GOAL —
Copy all records verbatim.

STORED RECORDS —
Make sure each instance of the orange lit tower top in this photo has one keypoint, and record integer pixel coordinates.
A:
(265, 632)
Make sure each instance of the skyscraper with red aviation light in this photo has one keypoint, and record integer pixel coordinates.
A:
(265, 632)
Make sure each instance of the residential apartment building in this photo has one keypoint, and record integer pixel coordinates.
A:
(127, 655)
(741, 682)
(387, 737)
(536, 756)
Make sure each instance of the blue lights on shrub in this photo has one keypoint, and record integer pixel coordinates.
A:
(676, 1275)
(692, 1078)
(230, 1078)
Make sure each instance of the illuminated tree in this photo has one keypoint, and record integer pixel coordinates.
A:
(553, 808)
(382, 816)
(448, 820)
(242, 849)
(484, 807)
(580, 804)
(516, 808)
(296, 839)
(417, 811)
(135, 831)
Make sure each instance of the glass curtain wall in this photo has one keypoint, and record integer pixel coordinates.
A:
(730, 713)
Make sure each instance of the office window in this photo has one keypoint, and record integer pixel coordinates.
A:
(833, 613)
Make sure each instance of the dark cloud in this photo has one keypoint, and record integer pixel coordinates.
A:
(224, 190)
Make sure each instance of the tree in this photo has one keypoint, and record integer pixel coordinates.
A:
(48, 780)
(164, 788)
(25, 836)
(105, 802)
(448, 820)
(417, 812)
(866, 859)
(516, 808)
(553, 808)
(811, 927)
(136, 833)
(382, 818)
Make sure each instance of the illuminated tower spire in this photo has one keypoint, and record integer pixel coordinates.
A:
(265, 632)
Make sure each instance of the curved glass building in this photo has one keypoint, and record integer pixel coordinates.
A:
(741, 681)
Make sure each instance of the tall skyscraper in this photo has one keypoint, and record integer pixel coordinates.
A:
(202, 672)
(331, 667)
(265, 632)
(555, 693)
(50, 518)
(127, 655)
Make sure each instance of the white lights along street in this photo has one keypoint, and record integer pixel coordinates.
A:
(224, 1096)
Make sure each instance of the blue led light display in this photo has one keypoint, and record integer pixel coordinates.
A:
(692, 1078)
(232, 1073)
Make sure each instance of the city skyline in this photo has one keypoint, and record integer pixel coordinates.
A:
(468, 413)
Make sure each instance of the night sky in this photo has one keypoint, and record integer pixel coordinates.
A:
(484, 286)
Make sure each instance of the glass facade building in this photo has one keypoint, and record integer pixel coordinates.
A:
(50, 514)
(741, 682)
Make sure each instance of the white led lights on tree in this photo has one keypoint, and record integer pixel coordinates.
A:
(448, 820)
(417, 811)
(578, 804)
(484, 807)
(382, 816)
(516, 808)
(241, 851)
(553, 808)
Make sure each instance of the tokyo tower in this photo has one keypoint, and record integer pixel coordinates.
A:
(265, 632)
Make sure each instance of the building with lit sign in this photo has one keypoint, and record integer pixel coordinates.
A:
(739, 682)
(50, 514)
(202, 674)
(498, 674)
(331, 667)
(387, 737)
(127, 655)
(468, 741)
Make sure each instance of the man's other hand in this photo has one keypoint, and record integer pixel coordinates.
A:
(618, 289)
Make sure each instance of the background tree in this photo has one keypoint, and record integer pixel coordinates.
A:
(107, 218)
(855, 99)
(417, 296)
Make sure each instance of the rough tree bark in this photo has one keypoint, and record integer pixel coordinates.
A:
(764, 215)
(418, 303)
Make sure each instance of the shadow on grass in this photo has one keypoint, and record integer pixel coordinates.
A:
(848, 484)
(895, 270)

COMPLETE RESPONSE —
Make sure each instance of the orange lit tower top in this photo has one keypoint, and record integer pixel coordinates.
A:
(265, 632)
Make sure each instance of the skyscraper with red aviation light in this photo has one keypoint, and record integer pixel coordinates.
A:
(265, 632)
Make sure each instance of the residential apartment building in this photo has one keypoint, and record integer pixel coordinates.
A:
(127, 655)
(741, 682)
(387, 737)
(536, 756)
Make sure each instance of the blue lights on shrub in this photo has one keypoint, and record integer pixel coordinates.
A:
(676, 1275)
(692, 1078)
(230, 1078)
Make sure each instance of the illuminated tree in this photo has one keypoint, and record integer pixel coordinates.
A:
(553, 808)
(382, 816)
(448, 820)
(242, 849)
(484, 807)
(580, 804)
(516, 808)
(296, 839)
(417, 811)
(135, 831)
Make sure each instance of the glass curtain wall in this photo has one keypoint, and record integer pixel coordinates.
A:
(730, 713)
Make sure each instance of the office window in this photo has one keypoint, and record integer pixel coordinates.
A:
(833, 613)
Make sure each instance of the dark cloud in this photo has one keypoint, and record integer pixel coordinates.
A:
(224, 190)
Make sure each instance of the tree in this photo has one keypoint, and record integer pixel coordinates.
A:
(48, 780)
(164, 788)
(25, 836)
(105, 802)
(448, 820)
(417, 812)
(866, 859)
(516, 808)
(553, 808)
(811, 927)
(136, 833)
(382, 818)
Make sure each instance of the illuminated tower spire in this photo has one keypoint, and record integer pixel coordinates.
A:
(265, 632)
Make sure each instance of the curved glass building in this photo has one keypoint, and record integer pixel coordinates.
A:
(741, 681)
Make sure each instance of the tall skyscraper in this photo has one keypoint, and record integer pixel coordinates.
A:
(202, 672)
(331, 667)
(265, 632)
(555, 693)
(50, 518)
(127, 655)
Make sure each instance of the white lights along street in this photo has one keypoint, and record integer pixel coordinates.
A:
(224, 1096)
Make sure each instance of the blue led light display in this photo has one keypoint, and record integer pixel coordinates.
A:
(692, 1078)
(232, 1073)
Make sure each instance of the city skyline in this photo has one keypoint, and record integer pixel coordinates.
A:
(468, 413)
Make sure each instance of the night sky in this photo has one keypoint, and record integer pixel coordinates.
A:
(484, 286)
Make sure each instance of the glass facade building in this photo has one keypoint, and record integer pixel coordinates.
A:
(50, 514)
(741, 682)
Make sure each instance of the white led lights on tree in this photo has one keypoint, and record integer pixel coordinates.
A:
(448, 820)
(417, 811)
(578, 804)
(484, 807)
(382, 816)
(516, 808)
(241, 851)
(553, 808)
Make sure each instance of the tokyo tower in this photo has one keypoint, and record integer pixel coordinates.
A:
(265, 632)
Make sure each instance of the building with lit sign in this photo has one keypoint, and record integer pixel coordinates.
A:
(739, 682)
(50, 514)
(202, 674)
(498, 674)
(331, 667)
(387, 737)
(127, 655)
(468, 741)
Make sure each instance of the man's other hand in this photo has one keypoint, and record integer pixel coordinates.
A:
(618, 289)
Make sure each instance of the background tree in this photo has one keypoint, and record integer pixel coordinates.
A:
(107, 218)
(855, 99)
(417, 296)
Make sure each instance of the rough tree bark in this photo has one keypoint, and record integer pixel coordinates.
A:
(764, 215)
(418, 303)
Make sure each instance of the shadow on grass in this photo has one keypoint, and record integer pixel coordinates.
A:
(848, 484)
(895, 270)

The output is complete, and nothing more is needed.